-- Supplied records follows --
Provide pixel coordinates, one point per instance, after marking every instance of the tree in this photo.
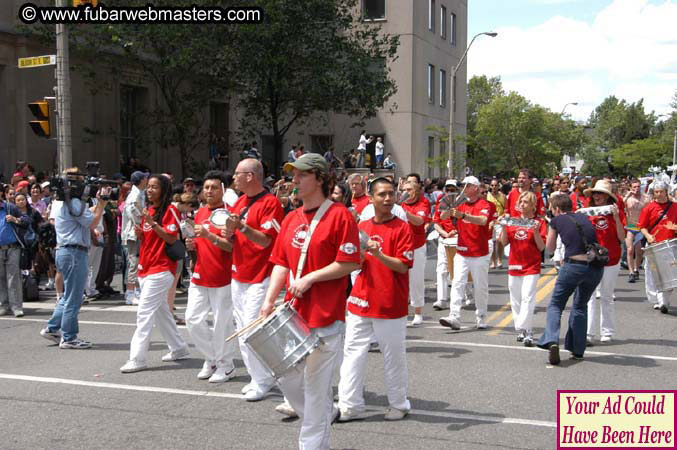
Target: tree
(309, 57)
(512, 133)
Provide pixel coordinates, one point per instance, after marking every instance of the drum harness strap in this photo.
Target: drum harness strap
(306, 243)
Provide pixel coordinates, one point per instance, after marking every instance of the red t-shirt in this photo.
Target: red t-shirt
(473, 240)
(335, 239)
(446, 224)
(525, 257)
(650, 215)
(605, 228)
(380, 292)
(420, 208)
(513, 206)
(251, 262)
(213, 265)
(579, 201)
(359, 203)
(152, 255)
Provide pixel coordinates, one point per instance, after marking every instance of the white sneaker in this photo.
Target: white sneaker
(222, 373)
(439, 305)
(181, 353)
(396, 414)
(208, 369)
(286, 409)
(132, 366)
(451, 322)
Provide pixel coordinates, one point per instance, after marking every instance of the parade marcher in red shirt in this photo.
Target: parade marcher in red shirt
-- Supplied records concluded --
Exercise instructions:
The records above are to be transcribed exactly, with every picture left out.

Expected answer:
Provide pixel coordinates, one point per instance, after marking every instance of the tree in this photo.
Target: tree
(309, 57)
(512, 133)
Provide pixel coordinates, one point per instance, after marking every instance of the drum harness strap in this photo.
Target: drum harness strap
(306, 243)
Provide pixel coordinates, one point per instance, after marking every instance of the red t-shirt in this photo.
Target: red t-shirt
(473, 240)
(335, 239)
(446, 224)
(525, 257)
(650, 215)
(605, 228)
(380, 292)
(420, 208)
(513, 206)
(251, 262)
(213, 265)
(579, 201)
(359, 203)
(152, 255)
Provide pixel coordinates, one point per instance, after marking every instance of the white sneaker in this photo.
Target: white sneaker
(222, 373)
(439, 305)
(181, 353)
(396, 414)
(208, 369)
(286, 409)
(132, 366)
(451, 322)
Provide pixel coordinates, one point per instance, after marking every instance of the parade marcher in red shirt in this photo.
Target: parade marcher in red shirt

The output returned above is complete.